## Goal
Don't copy the pictures; return every other part of the records exactly.

## Available records
------------
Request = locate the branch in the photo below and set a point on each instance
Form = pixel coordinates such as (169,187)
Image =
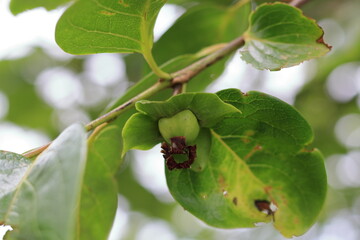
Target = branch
(178,79)
(194,69)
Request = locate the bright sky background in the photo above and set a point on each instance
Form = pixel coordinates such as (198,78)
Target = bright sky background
(36,27)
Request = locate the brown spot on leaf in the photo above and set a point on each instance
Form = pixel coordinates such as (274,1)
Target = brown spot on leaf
(264,206)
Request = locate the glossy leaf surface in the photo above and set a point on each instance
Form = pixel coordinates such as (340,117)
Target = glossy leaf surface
(97,26)
(44,204)
(12,169)
(280,36)
(256,155)
(99,191)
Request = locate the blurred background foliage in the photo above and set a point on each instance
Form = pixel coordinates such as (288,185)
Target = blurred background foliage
(43,90)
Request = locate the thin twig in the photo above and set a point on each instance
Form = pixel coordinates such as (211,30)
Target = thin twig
(194,69)
(179,78)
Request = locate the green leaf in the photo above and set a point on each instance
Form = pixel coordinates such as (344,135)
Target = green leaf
(280,36)
(18,6)
(265,118)
(98,26)
(207,107)
(12,169)
(210,25)
(99,191)
(140,132)
(223,2)
(258,154)
(43,206)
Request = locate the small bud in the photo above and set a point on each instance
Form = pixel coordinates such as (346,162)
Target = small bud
(182,124)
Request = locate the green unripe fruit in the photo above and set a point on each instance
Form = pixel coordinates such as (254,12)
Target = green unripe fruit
(182,124)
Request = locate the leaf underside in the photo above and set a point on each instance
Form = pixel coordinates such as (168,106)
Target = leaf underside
(43,205)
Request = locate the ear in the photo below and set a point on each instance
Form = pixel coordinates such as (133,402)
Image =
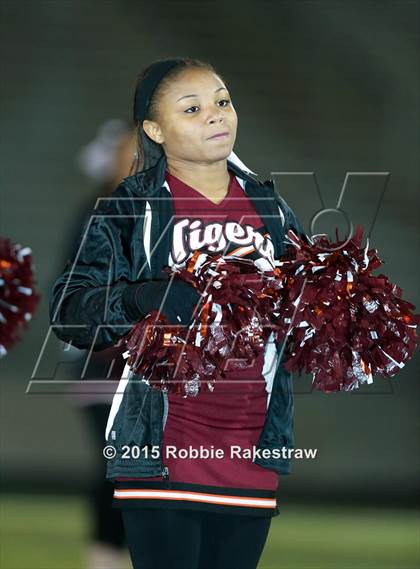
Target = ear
(153,131)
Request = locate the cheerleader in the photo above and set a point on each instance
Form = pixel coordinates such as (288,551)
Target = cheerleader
(213,504)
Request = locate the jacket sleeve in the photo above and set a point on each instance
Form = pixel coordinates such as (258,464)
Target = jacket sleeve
(86,303)
(291,221)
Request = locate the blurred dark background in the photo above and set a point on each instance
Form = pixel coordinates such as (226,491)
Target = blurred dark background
(328,87)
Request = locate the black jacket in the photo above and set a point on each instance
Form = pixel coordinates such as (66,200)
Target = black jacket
(128,238)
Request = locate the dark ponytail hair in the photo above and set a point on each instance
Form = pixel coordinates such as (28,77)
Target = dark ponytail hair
(148,151)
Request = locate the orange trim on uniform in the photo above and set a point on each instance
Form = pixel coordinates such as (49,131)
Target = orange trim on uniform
(138,494)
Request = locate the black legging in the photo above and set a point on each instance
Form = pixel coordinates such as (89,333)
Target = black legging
(191,539)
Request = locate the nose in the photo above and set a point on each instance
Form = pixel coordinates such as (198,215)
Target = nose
(216,117)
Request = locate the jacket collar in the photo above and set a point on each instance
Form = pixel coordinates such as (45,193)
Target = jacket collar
(148,182)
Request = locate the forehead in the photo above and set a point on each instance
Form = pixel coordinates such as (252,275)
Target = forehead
(194,81)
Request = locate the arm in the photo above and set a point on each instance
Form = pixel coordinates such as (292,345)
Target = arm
(86,307)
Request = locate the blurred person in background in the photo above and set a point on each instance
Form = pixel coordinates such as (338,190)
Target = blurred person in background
(105,161)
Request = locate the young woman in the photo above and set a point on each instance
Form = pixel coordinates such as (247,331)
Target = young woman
(211,505)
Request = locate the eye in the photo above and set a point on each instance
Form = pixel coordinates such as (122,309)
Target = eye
(227,101)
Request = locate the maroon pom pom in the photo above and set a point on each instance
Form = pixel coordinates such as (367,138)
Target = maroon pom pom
(18,298)
(343,323)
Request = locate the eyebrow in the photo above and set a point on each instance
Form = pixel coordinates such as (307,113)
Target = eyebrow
(186,96)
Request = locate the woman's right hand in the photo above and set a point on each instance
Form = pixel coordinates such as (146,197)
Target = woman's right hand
(175,299)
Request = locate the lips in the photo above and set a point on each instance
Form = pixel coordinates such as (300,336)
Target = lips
(219,135)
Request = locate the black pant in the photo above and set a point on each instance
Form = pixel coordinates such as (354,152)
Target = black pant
(106,522)
(191,539)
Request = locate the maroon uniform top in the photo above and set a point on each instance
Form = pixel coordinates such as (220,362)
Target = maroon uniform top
(222,426)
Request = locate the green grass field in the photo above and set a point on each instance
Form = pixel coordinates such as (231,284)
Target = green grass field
(51,533)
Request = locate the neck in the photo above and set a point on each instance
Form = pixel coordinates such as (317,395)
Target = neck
(210,179)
------------
## Exercise result
Request = locate the branch in the photo below and set a point on each instance
Form = pixel coordinates such as (169,187)
Image =
Target = branch
(178,79)
(194,69)
Request = locate the bright sky background in the photo above and set a point on each instance
Form = pixel coordinates such as (198,78)
Target = bright sky background
(36,27)
Request = locate the brown spot on leaf in the photo above and set a point on each instance
Form = pixel coordinates such as (274,1)
Target = brown spot on leaf
(264,206)
Request = locate the glossy leaf surface in the photo above and set a point on each instance
Form = pixel coordinates such as (340,117)
Target = glossy leaf surface
(97,26)
(44,204)
(12,169)
(280,36)
(256,155)
(99,191)
Request = locate the blurred background foliage in the photo above and set a point on each instance
Form = pixel coordinates such as (288,185)
Target = blurred background foliage
(43,90)
Request = locate the thin twig in the photo above and set a point on each instance
Form = pixel coordinates such as (211,30)
Target = thin twig
(194,69)
(179,78)
Request = locate the green leaf in the photo above and set a point on each instance
Form = pixel coordinates such as (344,135)
Target = green leaf
(280,36)
(18,6)
(265,118)
(98,26)
(207,107)
(12,169)
(210,25)
(99,191)
(140,132)
(223,2)
(258,154)
(43,206)
Request = locate the small bud in the photo above and set a point on each instance
Form = pixel coordinates such as (346,162)
Target = small bud
(182,124)
Request = locate the green unripe fruit in the photo above and set a point on each instance
Form = pixel coordinates such as (254,12)
Target = green unripe fruit
(182,124)
Request = locate the leaf underside in the photo above and set a point on each instance
Form = pixel coordinates such as (168,106)
Target = leaf underside
(43,205)
Request = locate the ear in the photo below and set a point on each instance
Form = pixel coordinates such as (133,402)
Image =
Target = ear
(153,131)
Request = locate the cheerleader in the photo above and set a point on each instance
Form = pixel coordinates such as (288,551)
Target = cheerleader
(213,504)
Request = locate the jacket sleeve in the photo above and set a point on each instance
Form = pixel coordinates such as (258,464)
Target = jacket sleeve
(86,303)
(291,221)
Request = locate the blurred dark background in the photo above and set a point on each instance
Form = pixel coordinates such as (226,491)
Target = blurred dark background
(328,87)
Request = locate the black jacket in the photo above and set a point on each instance
Form = pixel coordinates such as (66,200)
Target = black jacket
(128,238)
Request = locate the dark ponytail hair in the photo above and set a point on each instance
Form = pixel coordinates such as (28,77)
Target = dark ponytail hair
(148,151)
Request = locate the orange trim on uniform in the photo above and set a point on each instance
Form = pixel coordinates such as (49,131)
Target = orange trim on uniform
(138,494)
Request = locate the black legging in the photo above and set a point on each instance
Form = pixel coordinates such as (89,333)
Target = black legging
(191,539)
Request = locate the nose in the photo above and set a point on each instance
Form = pixel coordinates such as (198,215)
Target = nose
(216,117)
Request = locate the jacket collar in the photo above and set a point on each instance
Form = pixel coordinates such as (45,193)
Target = jacket collar
(148,182)
Request = locate the forehead in the photo above and set a point on each instance
Form = pixel coordinates such as (252,275)
Target = forehead
(194,81)
Request = locate the arm in the photo above and set a point on each instance
Form = pixel coordinates such as (292,345)
Target = arm
(86,307)
Request = locate the blurred person in background in the photo above and set a point on each instance
Form = pixel coordinates such as (338,190)
Target = blurred person in background
(105,161)
Request = locate the young woman in the photo above and set a point on each instance
Form = pixel coordinates such as (247,331)
Target = young woman
(211,505)
Request = locate the eye in the photo above and set a point on each instance
Form = pixel coordinates such as (122,309)
Target = eye
(227,101)
Request = locate the maroon pom pom in the photo above and set a point on each instance
Form = pixel coordinates such as (367,138)
Target = maroon pom pom
(18,298)
(343,323)
Request = locate the eyebrow in the photo above and set a point on each instance
Form = pixel coordinates such as (307,113)
Target = eyebrow
(186,96)
Request = locate the woman's right hand in the photo above and set a point on each instance
Form = pixel coordinates such as (146,197)
Target = woman's right hand
(175,299)
Request = locate the lips in the photo above and set a point on each instance
Form = pixel coordinates such as (300,336)
Target = lips
(219,135)
Request = locate the black pant in the photo above and set a point on each instance
Form = pixel coordinates such as (354,152)
Target = black pant
(106,522)
(191,539)
Request = locate the maroon uniform top in the photo above and set a point on each instance
Form = pixel coordinates such as (220,362)
Target = maroon uniform top
(222,426)
Request = locate the green grass field in the photo above and set a point on each instance
Form = pixel coordinates such as (231,284)
Target = green grass field
(51,533)
Request = locate the neck in the photo above and set a point on each instance
Form = pixel coordinates such as (317,395)
Target = neck
(210,179)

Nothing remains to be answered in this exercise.